What the task asks
Lay out the lines below as a JSON list of strings, one string per line, with blank lines skipped. Leave the pictures out.

[Region annotation lines]
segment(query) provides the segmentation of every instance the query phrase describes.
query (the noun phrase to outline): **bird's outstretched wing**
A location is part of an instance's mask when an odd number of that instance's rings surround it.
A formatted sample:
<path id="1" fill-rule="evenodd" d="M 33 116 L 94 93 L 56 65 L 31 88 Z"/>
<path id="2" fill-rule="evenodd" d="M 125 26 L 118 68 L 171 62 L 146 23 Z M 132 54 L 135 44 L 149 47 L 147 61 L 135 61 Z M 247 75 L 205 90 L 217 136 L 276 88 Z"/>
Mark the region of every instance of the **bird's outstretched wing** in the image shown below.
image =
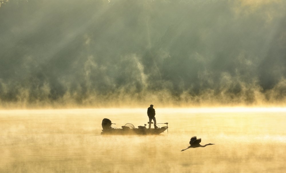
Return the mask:
<path id="1" fill-rule="evenodd" d="M 200 138 L 200 139 L 197 139 L 195 141 L 194 141 L 193 142 L 193 145 L 197 145 L 200 143 L 200 142 L 202 142 L 202 139 Z"/>
<path id="2" fill-rule="evenodd" d="M 196 136 L 193 136 L 191 138 L 191 140 L 190 141 L 190 145 L 192 144 L 196 140 Z"/>

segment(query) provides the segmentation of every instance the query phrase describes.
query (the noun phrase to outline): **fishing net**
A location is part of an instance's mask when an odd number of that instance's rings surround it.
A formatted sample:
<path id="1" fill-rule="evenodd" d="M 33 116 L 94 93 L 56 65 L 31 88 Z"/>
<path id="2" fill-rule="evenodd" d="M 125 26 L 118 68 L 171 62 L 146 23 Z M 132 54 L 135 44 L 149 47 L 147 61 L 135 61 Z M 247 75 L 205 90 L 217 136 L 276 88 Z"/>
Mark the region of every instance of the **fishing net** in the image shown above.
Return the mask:
<path id="1" fill-rule="evenodd" d="M 126 126 L 130 128 L 130 129 L 135 129 L 135 127 L 132 124 L 130 123 L 127 123 L 125 124 L 125 126 Z"/>

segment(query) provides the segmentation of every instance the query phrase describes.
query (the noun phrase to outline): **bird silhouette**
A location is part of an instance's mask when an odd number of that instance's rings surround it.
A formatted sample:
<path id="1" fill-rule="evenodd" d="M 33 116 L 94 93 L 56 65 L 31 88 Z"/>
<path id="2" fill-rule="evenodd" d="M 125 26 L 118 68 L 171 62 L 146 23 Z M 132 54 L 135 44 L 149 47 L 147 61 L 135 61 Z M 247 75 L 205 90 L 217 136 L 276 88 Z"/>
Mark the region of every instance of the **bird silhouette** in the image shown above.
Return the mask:
<path id="1" fill-rule="evenodd" d="M 190 144 L 191 145 L 188 147 L 188 148 L 186 149 L 182 150 L 181 150 L 181 151 L 184 151 L 187 149 L 188 149 L 190 148 L 204 147 L 207 145 L 214 145 L 214 144 L 206 144 L 204 145 L 202 145 L 200 144 L 200 143 L 202 139 L 200 138 L 200 139 L 197 139 L 196 136 L 193 136 L 192 137 L 192 138 L 191 138 L 191 140 L 190 141 Z"/>

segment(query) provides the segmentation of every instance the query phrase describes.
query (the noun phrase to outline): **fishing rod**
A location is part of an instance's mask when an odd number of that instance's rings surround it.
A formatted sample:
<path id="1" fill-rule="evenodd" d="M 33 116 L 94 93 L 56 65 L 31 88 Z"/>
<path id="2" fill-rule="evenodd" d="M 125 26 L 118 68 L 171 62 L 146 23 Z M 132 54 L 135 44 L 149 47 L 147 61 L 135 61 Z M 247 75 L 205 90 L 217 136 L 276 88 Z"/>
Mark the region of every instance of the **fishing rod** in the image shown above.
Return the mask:
<path id="1" fill-rule="evenodd" d="M 168 134 L 169 134 L 169 131 L 168 130 L 168 123 L 157 123 L 156 124 L 156 125 L 159 124 L 167 124 L 167 132 L 168 133 Z"/>

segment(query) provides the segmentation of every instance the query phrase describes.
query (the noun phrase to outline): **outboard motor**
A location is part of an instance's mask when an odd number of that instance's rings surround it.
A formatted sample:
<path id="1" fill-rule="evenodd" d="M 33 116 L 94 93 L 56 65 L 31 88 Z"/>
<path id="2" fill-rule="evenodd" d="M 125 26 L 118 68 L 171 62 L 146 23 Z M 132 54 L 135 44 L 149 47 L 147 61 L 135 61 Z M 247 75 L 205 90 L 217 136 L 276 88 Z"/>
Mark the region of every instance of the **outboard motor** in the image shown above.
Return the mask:
<path id="1" fill-rule="evenodd" d="M 102 129 L 104 130 L 111 128 L 111 121 L 110 120 L 107 118 L 104 118 L 102 120 L 102 122 L 101 125 L 102 126 Z"/>

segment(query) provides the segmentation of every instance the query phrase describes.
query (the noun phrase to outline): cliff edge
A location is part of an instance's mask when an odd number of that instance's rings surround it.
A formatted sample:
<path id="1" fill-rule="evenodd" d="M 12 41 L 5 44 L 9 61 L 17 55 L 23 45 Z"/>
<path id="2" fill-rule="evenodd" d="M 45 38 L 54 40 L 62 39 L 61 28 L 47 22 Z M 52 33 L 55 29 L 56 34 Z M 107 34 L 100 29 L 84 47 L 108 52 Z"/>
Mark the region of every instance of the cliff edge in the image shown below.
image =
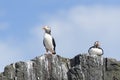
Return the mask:
<path id="1" fill-rule="evenodd" d="M 45 54 L 6 66 L 0 80 L 120 80 L 120 61 L 87 54 L 72 59 Z"/>

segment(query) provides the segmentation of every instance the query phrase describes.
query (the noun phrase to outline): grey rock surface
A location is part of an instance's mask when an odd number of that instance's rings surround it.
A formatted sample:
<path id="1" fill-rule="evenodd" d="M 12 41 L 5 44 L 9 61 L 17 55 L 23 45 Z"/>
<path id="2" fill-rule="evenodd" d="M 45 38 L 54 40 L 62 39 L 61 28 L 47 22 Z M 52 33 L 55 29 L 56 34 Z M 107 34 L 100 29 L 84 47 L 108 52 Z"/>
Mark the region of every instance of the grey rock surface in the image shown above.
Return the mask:
<path id="1" fill-rule="evenodd" d="M 45 54 L 6 66 L 0 80 L 120 80 L 120 61 L 88 54 L 72 59 Z"/>

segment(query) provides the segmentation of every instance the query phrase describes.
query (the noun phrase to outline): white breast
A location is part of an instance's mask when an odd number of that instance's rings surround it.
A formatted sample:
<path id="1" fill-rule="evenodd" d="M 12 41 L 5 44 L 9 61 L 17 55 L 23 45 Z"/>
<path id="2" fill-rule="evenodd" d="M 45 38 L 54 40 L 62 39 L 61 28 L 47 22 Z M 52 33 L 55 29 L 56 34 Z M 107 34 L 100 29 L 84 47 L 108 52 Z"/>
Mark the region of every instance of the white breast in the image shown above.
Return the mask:
<path id="1" fill-rule="evenodd" d="M 103 51 L 101 49 L 98 48 L 91 48 L 89 50 L 89 54 L 90 55 L 102 55 Z"/>
<path id="2" fill-rule="evenodd" d="M 45 43 L 46 48 L 49 50 L 53 50 L 52 36 L 45 33 L 44 40 L 45 40 L 44 43 Z"/>

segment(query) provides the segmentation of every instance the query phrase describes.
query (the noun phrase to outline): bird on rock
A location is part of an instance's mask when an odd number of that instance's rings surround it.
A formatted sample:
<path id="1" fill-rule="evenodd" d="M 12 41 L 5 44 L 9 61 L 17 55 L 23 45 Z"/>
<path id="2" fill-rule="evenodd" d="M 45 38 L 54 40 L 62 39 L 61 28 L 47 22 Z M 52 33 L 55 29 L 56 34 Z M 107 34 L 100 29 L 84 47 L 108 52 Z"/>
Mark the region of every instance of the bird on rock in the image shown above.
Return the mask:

Completed task
[
  "segment(query) provides the segmentation of every instance the query phrase describes.",
  "query (the noun phrase to outline): **bird's outstretched wing**",
  "A location is part of an instance's mask when an odd number of that instance's rings surround it.",
  "A formatted sample:",
  "<path id=\"1\" fill-rule=\"evenodd\" d=\"M 33 116 L 94 93 L 56 65 L 31 88 Z\"/>",
  "<path id=\"2\" fill-rule=\"evenodd\" d=\"M 125 26 L 118 68 L 171 62 L 146 23 Z M 132 54 L 135 44 L 149 47 L 147 61 L 135 61 Z M 247 75 L 205 90 L 217 136 L 276 88 Z\"/>",
  "Mark the region of every instance of the **bird's outstretched wing** in the image shown below.",
  "image =",
  "Return the mask:",
  "<path id=\"1\" fill-rule=\"evenodd\" d=\"M 200 138 L 200 139 L 197 139 L 195 141 L 194 141 L 193 142 L 193 145 L 197 145 L 200 143 L 200 142 L 202 142 L 202 139 Z\"/>",
  "<path id=\"2\" fill-rule=\"evenodd\" d=\"M 196 136 L 193 136 L 191 138 L 191 140 L 190 141 L 190 145 L 192 144 L 196 140 Z\"/>",
  "segment(query) provides the segmentation of every instance the query phrase describes.",
  "query (the noun phrase to outline): **fishing net**",
  "A location is part of an instance's mask when an odd number of that instance's rings surround it.",
  "A formatted sample:",
  "<path id=\"1\" fill-rule=\"evenodd\" d=\"M 33 116 L 94 93 L 56 65 L 31 88 Z\"/>",
  "<path id=\"2\" fill-rule=\"evenodd\" d=\"M 125 26 L 118 68 L 171 62 L 146 23 Z M 132 54 L 135 44 L 149 47 L 147 61 L 135 61 Z M 247 75 L 205 90 L 217 136 L 276 88 Z\"/>",
  "Mark the region of every instance of the **fishing net** in the image shown above.",
  "Return the mask:",
  "<path id=\"1\" fill-rule=\"evenodd\" d=\"M 126 126 L 130 128 L 130 129 L 135 129 L 135 127 L 132 124 L 130 123 L 127 123 L 125 124 L 125 126 Z\"/>",
  "segment(query) provides the segmentation of every instance the query phrase describes.",
  "query (the noun phrase to outline): **bird silhouette**",
  "A location is part of an instance's mask when an odd number of that instance's rings surround it.",
  "A formatted sample:",
  "<path id=\"1\" fill-rule=\"evenodd\" d=\"M 33 116 L 94 93 L 56 65 L 31 88 Z\"/>",
  "<path id=\"2\" fill-rule=\"evenodd\" d=\"M 125 26 L 118 68 L 171 62 L 146 23 Z M 132 54 L 135 44 L 149 47 L 147 61 L 135 61 Z M 247 75 L 205 90 L 217 136 L 276 88 Z\"/>",
  "Mark the region of every instance of the **bird silhouette** in the image shown above.",
  "Return the mask:",
  "<path id=\"1\" fill-rule=\"evenodd\" d=\"M 190 144 L 191 145 L 188 147 L 188 148 L 186 149 L 182 150 L 181 150 L 181 151 L 184 151 L 187 149 L 188 149 L 190 148 L 204 147 L 207 145 L 214 145 L 214 144 L 206 144 L 204 145 L 202 145 L 200 144 L 200 143 L 202 139 L 200 138 L 200 139 L 197 139 L 196 136 L 193 136 L 192 137 L 192 138 L 191 138 L 191 140 L 190 141 Z\"/>",
  "segment(query) provides the segmentation of every instance the query phrase describes.",
  "query (the noun phrase to outline): **fishing rod**",
  "A location is part of an instance's mask when an odd number of that instance's rings surround it.",
  "A formatted sample:",
  "<path id=\"1\" fill-rule=\"evenodd\" d=\"M 33 116 L 94 93 L 56 65 L 31 88 Z\"/>",
  "<path id=\"2\" fill-rule=\"evenodd\" d=\"M 125 26 L 118 68 L 171 62 L 146 23 Z M 132 54 L 135 44 L 149 47 L 147 61 L 135 61 Z M 247 75 L 205 90 L 217 136 L 276 88 Z\"/>",
  "Mark the region of every instance of the **fishing rod** in the image shown above.",
  "Return the mask:",
  "<path id=\"1\" fill-rule=\"evenodd\" d=\"M 168 134 L 169 134 L 169 131 L 168 130 L 168 123 L 157 123 L 156 124 L 156 125 L 159 124 L 167 124 L 167 132 L 168 133 Z\"/>",
  "segment(query) provides the segmentation of every instance the query phrase describes.",
  "query (the noun phrase to outline): **outboard motor**",
  "A location is part of an instance's mask when an odd number of that instance's rings surround it.",
  "A formatted sample:",
  "<path id=\"1\" fill-rule=\"evenodd\" d=\"M 33 116 L 94 93 L 56 65 L 31 88 Z\"/>",
  "<path id=\"2\" fill-rule=\"evenodd\" d=\"M 125 26 L 118 68 L 171 62 L 146 23 Z M 132 54 L 135 44 L 149 47 L 147 61 L 135 61 Z M 247 75 L 205 90 L 217 136 L 276 88 Z\"/>",
  "Mark the region of every instance of the **outboard motor** in the image shown above.",
  "Return the mask:",
  "<path id=\"1\" fill-rule=\"evenodd\" d=\"M 102 129 L 104 130 L 111 128 L 111 121 L 110 120 L 107 118 L 104 118 L 102 120 L 102 122 L 101 125 L 102 126 Z\"/>",
  "segment(query) provides the segmentation of every instance the query phrase describes.",
  "query (the noun phrase to outline): cliff edge",
  "A location is part of an instance's mask when an odd number of that instance's rings surround it.",
  "A formatted sample:",
  "<path id=\"1\" fill-rule=\"evenodd\" d=\"M 12 41 L 5 44 L 9 61 L 17 55 L 23 45 Z\"/>",
  "<path id=\"2\" fill-rule=\"evenodd\" d=\"M 45 38 L 54 40 L 62 39 L 61 28 L 47 22 Z M 52 33 L 55 29 L 56 34 Z M 107 34 L 100 29 L 84 47 L 108 52 Z\"/>",
  "Mark the region of every instance of the cliff edge in the image shown below.",
  "image =",
  "Return the mask:",
  "<path id=\"1\" fill-rule=\"evenodd\" d=\"M 45 54 L 6 66 L 0 80 L 120 80 L 120 61 L 87 54 L 72 59 Z\"/>",
  "segment(query) provides the segmentation of every instance the query phrase describes.",
  "query (the noun phrase to outline): grey rock surface",
  "A location is part of an instance's mask when an odd number of that instance's rings surround it.",
  "A formatted sample:",
  "<path id=\"1\" fill-rule=\"evenodd\" d=\"M 12 41 L 5 44 L 9 61 L 17 55 L 23 45 Z\"/>",
  "<path id=\"2\" fill-rule=\"evenodd\" d=\"M 45 38 L 54 40 L 62 39 L 61 28 L 47 22 Z M 52 33 L 55 29 L 56 34 Z M 107 34 L 100 29 L 84 47 L 108 52 Z\"/>",
  "Mark the region of every instance of the grey rock surface in the image shown above.",
  "Return the mask:",
  "<path id=\"1\" fill-rule=\"evenodd\" d=\"M 45 54 L 6 66 L 0 80 L 120 80 L 120 61 L 88 54 L 72 59 Z\"/>",
  "segment(query) provides the segmentation of every instance the query phrase describes.",
  "query (the noun phrase to outline): white breast",
  "A location is part of an instance's mask when an odd number of that instance's rings surround it.",
  "A formatted sample:",
  "<path id=\"1\" fill-rule=\"evenodd\" d=\"M 12 41 L 5 44 L 9 61 L 17 55 L 23 45 Z\"/>",
  "<path id=\"2\" fill-rule=\"evenodd\" d=\"M 45 38 L 54 40 L 62 39 L 61 28 L 47 22 Z M 52 33 L 55 29 L 56 34 Z M 107 34 L 100 29 L 84 47 L 108 52 Z\"/>",
  "Mark the region of every instance of the white breast in the image shown above.",
  "Return the mask:",
  "<path id=\"1\" fill-rule=\"evenodd\" d=\"M 103 51 L 101 49 L 98 48 L 91 48 L 89 50 L 89 54 L 90 55 L 102 55 Z\"/>",
  "<path id=\"2\" fill-rule=\"evenodd\" d=\"M 45 43 L 46 48 L 49 50 L 53 50 L 52 36 L 45 33 L 44 40 L 45 40 L 44 43 Z\"/>",
  "segment(query) provides the segmentation of every instance the query phrase describes.",
  "query (the noun phrase to outline): bird on rock",
  "A location is part of an instance's mask when an odd number of that instance's rings surround it.",
  "A formatted sample:",
  "<path id=\"1\" fill-rule=\"evenodd\" d=\"M 12 41 L 5 44 L 9 61 L 17 55 L 23 45 Z\"/>",
  "<path id=\"2\" fill-rule=\"evenodd\" d=\"M 45 38 L 54 40 L 62 39 L 61 28 L 47 22 Z M 52 33 L 55 29 L 56 34 Z M 107 34 L 100 29 L 84 47 L 108 52 Z\"/>",
  "Mark the region of every instance of the bird on rock in the image shown above.",
  "Return the mask:"
]